I see a lot of memorable things on my trips, but there are times when even the best of them don’t come anywhere close to this. On that night, the sight of a giant thunderstorm rolling across an alpine wilderness was a truly otherworldly thing to behold. Unfortunately, I didn’t watch it for long. I needed to get my rest for the next day. I got back in my tent and fell asleep to the rustling wind, which blew against the tent all night.

Day 3: Logan Pass

It was game time. I packed up and got moving on the Sun Road at 9:00. It quickly met St. Mary Lake, where it went on for 9 miles. It was mostly flat riding near the lakeshore, with a few negligible hills that I cleared whenever turning towards the mountains to my right.

I recognized all of the places where Jack Torrence drove his family on their way to the Overlook Hotel. I see why Stanley Kubrick picked this road for these shots, and respect is due.

Halfway along the lake, I hit gravel. A girl at the East Glacier Lodge told me that crews were working on the road for 8 miles or so up the east side of Logan Pass, and to expect gravel for the whole thing. Shit. That I did not want to hear.

It was already a hard climb just to get up to Logan Pass. At a 6% inclide, 2,000ft elevation gain, the uphill fight lasts for 6.5 miles. Trained or not, it wouldn’t be easy. But with a gravel stretch for the first four miles of the steeper section, it would be even worse. I looked ahead for the smoothest parts of the gravel road and steered accordingly, usually along the tire tread of the vehicles.

As I approached the pass, the mountains on the far end of the lake seemed even bigger and higher, covering half of the morning sky. The road steepened and turned gradually to the right around Going to the Sun Mountain. This was it. This was the climb. All of the buildup, the hassles, the training, all of that shit. This was what all of my busting ass had come to. It came down to this. Getting through this climb with my sanity, and making it down the other side with my bike in one piece and a story to tell.

I shifted down and slowly pedaled over the dirt and pebbles, looking out at the vistas to the left whenever it was okay to look away from the road. Before very long, the forests disappeared below, and the peaks of Little Chief and Citadel Mountains stood resolute on the far end of a terrifying ravine. I pushed onward, shaded by the trees to my right.

The dirt road finished its turn around the mountain and made straight for Siyeh Bend, a switchback over a small stream between Going To The Sun and Piegan Mountains that marked the second third of the climb, the end of the gravel, and a good place to take a break. When I finally hit pavement again, it felt like a luxury.

I stopped at the overlook, and like the climb up Mt. Hood, was a bit surprised at how much easier it was than expected. Even with cargo, even with gravel, even with a hot alpine sun, it wasn’t that bad. I took a break, feeling pretty good about the two miles I had left. With the help of pavement, I would kick its ass for sure.

I got going and shifted a couple gears up for a smooth pace all the way to the summit. What the hell? It wasn’t supposed to be this easy. It was mildly irritating.

But I made it, and had time to relax.

At the top of Logan Pass is a big visitor’s center that is swarming with people in the summer. Inside, they have a few exhibits about the park’s key landmarks and history (disappointingly, nothing about The Shining. You could learn a lesson from Timberline, Glacier National Park), and presentations by the park rangers. I wasn’t really interested in any of this, but I did want to see Hidden Lake, which requires a short 1.4 mile climb over the pass above the visitor’s center. The rangers let me leave my panniers safely in their break room, which was cool of them, and I started climbing up the trail.

# [STATED EXERCISE]
Carry the Logan Pass cycling account forward, picking up after its last sentence.

# [Data listing]
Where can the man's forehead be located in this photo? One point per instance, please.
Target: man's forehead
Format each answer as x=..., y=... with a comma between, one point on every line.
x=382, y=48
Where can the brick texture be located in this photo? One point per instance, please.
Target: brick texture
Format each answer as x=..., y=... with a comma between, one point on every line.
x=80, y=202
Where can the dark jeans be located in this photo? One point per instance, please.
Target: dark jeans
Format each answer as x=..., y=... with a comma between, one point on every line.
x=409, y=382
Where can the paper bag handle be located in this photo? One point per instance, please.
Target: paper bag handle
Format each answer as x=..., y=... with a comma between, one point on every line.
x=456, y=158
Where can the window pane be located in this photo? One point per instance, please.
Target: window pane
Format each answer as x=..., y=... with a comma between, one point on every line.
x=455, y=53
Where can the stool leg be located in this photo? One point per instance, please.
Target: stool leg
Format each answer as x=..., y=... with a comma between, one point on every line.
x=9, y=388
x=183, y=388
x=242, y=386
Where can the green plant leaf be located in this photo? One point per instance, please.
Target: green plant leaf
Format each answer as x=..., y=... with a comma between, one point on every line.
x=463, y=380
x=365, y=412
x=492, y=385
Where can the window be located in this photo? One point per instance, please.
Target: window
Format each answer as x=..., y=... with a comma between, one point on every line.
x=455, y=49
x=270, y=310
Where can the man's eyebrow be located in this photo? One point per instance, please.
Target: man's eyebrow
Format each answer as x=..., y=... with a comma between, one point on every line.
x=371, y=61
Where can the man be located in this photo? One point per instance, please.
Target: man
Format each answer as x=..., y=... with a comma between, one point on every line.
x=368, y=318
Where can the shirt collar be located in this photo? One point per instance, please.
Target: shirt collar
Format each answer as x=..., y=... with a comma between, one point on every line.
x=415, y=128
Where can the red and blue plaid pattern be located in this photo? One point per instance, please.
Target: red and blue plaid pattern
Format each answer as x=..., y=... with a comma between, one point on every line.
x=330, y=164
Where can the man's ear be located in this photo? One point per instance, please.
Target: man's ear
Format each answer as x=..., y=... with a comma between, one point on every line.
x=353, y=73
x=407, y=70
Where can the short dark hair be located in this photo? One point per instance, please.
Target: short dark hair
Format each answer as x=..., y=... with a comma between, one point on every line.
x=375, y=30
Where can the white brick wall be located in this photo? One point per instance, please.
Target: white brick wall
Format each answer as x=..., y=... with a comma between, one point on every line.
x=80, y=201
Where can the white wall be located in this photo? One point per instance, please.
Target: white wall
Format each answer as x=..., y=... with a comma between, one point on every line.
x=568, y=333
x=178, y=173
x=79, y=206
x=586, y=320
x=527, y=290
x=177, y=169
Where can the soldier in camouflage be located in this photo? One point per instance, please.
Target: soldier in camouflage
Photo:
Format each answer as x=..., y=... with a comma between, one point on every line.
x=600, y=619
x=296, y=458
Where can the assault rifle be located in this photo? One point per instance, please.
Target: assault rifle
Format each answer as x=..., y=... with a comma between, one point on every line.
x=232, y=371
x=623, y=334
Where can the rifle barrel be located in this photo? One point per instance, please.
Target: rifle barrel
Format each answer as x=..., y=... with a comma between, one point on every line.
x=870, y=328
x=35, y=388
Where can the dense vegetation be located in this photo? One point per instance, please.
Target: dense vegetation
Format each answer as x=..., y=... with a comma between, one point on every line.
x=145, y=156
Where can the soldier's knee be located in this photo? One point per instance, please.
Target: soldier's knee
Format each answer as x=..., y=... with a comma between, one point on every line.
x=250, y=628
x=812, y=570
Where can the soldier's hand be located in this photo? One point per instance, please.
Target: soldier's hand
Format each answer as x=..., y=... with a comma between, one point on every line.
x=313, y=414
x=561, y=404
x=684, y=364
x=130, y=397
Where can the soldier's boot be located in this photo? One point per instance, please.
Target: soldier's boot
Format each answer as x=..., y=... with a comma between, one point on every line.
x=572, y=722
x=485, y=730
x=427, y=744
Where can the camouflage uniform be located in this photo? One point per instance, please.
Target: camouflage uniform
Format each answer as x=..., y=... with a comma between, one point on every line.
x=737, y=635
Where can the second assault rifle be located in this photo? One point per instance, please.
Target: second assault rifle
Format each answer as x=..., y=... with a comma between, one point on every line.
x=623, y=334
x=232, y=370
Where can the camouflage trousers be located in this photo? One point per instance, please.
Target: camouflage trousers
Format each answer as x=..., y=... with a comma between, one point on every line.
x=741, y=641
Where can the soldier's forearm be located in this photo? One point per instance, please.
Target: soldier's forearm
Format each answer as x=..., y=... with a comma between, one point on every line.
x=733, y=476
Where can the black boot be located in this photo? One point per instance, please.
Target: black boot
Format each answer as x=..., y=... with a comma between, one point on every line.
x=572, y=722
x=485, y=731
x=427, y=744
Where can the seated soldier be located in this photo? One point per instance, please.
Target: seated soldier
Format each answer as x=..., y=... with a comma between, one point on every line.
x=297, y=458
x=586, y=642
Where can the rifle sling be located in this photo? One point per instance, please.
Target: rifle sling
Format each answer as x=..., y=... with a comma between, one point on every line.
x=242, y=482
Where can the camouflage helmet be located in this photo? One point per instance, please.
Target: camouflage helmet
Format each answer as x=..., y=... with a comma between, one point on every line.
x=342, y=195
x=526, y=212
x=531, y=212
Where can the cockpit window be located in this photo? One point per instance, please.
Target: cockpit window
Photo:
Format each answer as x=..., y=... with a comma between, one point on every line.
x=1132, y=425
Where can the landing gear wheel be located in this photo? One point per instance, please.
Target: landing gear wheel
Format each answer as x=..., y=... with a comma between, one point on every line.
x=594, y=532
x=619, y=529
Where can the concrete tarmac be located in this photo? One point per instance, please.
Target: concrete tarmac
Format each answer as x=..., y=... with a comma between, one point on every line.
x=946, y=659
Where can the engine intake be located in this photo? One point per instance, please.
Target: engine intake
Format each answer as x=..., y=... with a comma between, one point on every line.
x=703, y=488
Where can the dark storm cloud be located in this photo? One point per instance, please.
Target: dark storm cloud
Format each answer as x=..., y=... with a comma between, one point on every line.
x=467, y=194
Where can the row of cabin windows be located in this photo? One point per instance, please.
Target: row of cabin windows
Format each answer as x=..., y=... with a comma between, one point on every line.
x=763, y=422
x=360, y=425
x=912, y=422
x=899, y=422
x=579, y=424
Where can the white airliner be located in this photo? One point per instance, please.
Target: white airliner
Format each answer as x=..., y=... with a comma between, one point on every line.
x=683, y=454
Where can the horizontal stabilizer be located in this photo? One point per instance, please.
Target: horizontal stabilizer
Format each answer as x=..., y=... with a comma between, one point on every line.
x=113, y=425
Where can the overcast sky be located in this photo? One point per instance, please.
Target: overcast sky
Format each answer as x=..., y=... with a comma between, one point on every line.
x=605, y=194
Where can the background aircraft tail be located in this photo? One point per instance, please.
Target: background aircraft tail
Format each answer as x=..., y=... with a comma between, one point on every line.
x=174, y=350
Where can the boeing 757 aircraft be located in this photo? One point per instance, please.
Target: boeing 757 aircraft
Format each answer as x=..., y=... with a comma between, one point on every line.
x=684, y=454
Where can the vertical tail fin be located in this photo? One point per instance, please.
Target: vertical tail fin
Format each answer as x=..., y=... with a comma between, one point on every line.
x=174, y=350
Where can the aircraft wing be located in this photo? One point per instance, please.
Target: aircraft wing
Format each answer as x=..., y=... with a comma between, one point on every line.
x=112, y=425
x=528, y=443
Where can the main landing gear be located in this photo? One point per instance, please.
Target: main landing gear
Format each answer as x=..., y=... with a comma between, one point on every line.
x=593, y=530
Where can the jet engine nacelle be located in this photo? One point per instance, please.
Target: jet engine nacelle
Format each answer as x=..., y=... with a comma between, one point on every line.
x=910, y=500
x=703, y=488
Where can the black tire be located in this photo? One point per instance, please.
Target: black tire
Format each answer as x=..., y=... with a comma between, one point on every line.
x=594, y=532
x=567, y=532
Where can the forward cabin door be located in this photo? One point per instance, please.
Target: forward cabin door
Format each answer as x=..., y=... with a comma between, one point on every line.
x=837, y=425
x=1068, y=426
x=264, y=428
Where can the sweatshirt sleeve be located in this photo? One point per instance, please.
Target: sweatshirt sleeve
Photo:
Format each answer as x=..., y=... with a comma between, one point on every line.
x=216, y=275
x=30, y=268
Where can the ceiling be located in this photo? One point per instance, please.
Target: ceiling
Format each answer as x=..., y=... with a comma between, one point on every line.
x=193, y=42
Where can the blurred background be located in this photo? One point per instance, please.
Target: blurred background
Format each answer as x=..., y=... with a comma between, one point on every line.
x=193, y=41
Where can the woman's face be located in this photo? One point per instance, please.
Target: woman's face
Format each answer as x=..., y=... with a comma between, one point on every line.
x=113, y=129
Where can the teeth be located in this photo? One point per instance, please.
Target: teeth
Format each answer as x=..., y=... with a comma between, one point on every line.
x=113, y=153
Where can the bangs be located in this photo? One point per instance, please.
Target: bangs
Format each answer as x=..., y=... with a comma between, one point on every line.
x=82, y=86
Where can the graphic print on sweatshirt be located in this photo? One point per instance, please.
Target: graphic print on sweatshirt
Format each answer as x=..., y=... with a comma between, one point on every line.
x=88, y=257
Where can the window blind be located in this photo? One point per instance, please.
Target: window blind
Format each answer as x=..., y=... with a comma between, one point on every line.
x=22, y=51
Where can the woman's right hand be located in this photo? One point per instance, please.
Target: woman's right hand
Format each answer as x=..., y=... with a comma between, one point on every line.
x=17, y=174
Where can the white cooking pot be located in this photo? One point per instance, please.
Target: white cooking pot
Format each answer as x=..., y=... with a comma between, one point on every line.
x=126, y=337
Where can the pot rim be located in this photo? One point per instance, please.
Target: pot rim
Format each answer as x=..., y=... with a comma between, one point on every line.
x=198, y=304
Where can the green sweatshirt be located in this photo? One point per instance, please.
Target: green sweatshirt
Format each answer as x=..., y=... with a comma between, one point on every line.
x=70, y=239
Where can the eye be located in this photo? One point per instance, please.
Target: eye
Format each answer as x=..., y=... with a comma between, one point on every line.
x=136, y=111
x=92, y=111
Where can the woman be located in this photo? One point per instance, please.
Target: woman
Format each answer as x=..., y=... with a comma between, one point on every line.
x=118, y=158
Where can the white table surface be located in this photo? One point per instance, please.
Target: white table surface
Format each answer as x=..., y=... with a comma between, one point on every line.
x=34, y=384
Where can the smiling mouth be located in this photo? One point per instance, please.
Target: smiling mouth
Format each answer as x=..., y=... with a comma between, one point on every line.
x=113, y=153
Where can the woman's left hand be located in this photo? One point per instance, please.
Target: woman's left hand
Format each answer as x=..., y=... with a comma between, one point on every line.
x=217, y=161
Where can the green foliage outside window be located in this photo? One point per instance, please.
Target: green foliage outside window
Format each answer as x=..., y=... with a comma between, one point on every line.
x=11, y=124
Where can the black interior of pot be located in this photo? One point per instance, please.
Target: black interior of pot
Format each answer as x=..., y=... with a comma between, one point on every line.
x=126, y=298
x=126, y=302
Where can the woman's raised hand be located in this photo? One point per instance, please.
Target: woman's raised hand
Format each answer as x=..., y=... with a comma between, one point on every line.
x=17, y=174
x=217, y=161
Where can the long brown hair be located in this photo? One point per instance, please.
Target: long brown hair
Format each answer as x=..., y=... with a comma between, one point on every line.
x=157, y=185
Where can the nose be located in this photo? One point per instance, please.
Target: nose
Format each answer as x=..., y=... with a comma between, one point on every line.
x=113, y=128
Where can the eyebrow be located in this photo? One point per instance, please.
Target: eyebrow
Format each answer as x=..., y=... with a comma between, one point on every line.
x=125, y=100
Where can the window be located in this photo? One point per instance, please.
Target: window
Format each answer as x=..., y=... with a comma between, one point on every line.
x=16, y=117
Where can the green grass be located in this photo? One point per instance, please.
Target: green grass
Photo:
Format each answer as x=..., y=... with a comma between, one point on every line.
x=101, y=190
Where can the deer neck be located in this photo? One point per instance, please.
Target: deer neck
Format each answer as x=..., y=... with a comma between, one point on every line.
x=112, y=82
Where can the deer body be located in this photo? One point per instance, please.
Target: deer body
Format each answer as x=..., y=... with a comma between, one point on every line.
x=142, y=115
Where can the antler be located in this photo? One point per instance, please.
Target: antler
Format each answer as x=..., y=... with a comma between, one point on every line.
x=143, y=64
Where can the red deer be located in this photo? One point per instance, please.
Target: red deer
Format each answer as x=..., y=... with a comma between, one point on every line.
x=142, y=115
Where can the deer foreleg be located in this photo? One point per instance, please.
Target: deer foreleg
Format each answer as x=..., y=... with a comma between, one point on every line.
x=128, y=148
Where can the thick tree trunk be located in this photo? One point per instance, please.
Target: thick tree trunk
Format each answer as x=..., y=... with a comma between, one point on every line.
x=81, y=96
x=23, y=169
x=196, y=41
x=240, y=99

# [SOLVED EXERCISE]
What I didn’t realize was that even though it was the middle of the summer, and the alpine sun was blazing on the mountainside, the snowpack was STILL THERE, and was taking forever to melt. Almost the entire trail, a wooden walkway that can be easily traversed when you can actually SEE IT, was covered in snow. I did something that I don’t recommend, and hiked it wearing Keens and wool socks.

Every minute or so, snow would pack into ice under my feet, freezing whatever it could through the layer of wool. It was never cold enough to cause any worry, given that the wool insulated just well enough, and there was the sun helping to thaw my feet out from a horrible angle in the sky. I scrambled along, with sandals slipping every few steps up the snow, and the glare of the ground turning pink in my vision, thanks to my losing my sunglasses yesterday in St. Mary.

It went on like that for a shitty hour. I finally made it to the wooden platform and lookout to the lake. Disappointing. The small valley and lake were still melting in snow as well, and it just looked like a slushy mess. I figured it would look a lot more picturesque later in the summer, but for now, was way off on the cost/benefit ratio. But hey, how could I have known if I hadn’t gone out there, right?

(Actually, I stand corrected in hindsight. I just went back and edited this panorama, and realized the extent of my mistake.)

I walked, trotted, and slid down the snowpack for another hour before finally getting back to the visitor’s center. It was time to get my stuff and get going. The western end of Logan Pass descends at the same 6% grade as it does coming from the east, the key difference being the distance of the descent. It goes farther down, dropping another 1,000 feet in elevation before reaching Lake McDonald and the western side of the park. So whether you climb from that way, or you descend it, you’re going for longer. That aside, it’s pretty much the same.

Passes like this pose two big challenges to me: First, getting up to the top of them, and second, flying back down without crashing and busting my crazy ass on the side of a cliff. I made it up there easily enough, but knew that getting down the other side would mean a steep descent along the twists and bends on the vertical face of Pollock Mountain.

I got started downhill behind a car and a utility truck in front of it. We quickly descended out of the pass and started winding along the mountainside, going past waterfalls and streams of fresh snowmelt. Mt. Oberlin stood high across the canyon to my left in resounding magnificence. Before long, the view down McDonald Valley opened to the west in a forested carpet, fading into the haze of the afternoon.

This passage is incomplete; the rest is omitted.